What the task asks:
Lines from the one containing "Target: tree trunk" through the end of the entries below: set them down exactly, both ends included, with nothing added.

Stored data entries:
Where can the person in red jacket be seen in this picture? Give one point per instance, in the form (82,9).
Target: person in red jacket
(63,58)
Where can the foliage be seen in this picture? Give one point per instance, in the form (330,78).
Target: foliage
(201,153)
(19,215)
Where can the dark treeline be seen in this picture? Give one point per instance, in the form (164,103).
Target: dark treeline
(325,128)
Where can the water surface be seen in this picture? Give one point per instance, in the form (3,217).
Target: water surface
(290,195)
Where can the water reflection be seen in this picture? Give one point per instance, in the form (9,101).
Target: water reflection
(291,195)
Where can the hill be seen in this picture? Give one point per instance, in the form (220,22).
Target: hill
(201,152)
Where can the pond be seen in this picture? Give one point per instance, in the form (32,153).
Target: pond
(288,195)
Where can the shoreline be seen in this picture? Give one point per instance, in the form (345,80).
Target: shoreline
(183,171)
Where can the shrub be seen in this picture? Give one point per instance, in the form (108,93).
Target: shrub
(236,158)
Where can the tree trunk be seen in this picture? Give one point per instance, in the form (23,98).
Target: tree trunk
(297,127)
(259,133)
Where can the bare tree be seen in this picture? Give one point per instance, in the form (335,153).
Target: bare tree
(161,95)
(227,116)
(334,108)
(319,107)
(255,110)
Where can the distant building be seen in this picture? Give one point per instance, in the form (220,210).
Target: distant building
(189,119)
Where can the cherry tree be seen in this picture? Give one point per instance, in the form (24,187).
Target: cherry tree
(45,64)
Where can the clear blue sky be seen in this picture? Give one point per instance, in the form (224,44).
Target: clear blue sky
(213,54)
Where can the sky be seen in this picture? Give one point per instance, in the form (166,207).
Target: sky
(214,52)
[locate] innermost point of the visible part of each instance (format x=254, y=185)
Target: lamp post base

Your solution:
Target: tree trunk
(297,127)
(259,133)
Where can the bare tree be seen in this picture? Give one point per instance, in the form (335,153).
Target: bare tree
(161,95)
(227,116)
(334,108)
(319,107)
(255,110)
Where can the distant building be seen in this picture? Give one point per instance, in the form (220,210).
Target: distant building
(189,119)
Where can the cherry tree be seen in this picture? Give one point per instance, in the form (24,187).
Target: cherry tree
(45,64)
Where can the clear blue sky be seen in this picture? Give one point per instance, in the form (224,44).
Target: clear blue sky
(213,54)
Where can the sky be seen in this picture? Give one point per instance, in the form (166,207).
Target: sky
(214,52)
[locate] innermost point of the visible part of each instance (format x=254, y=185)
Target: lamp post base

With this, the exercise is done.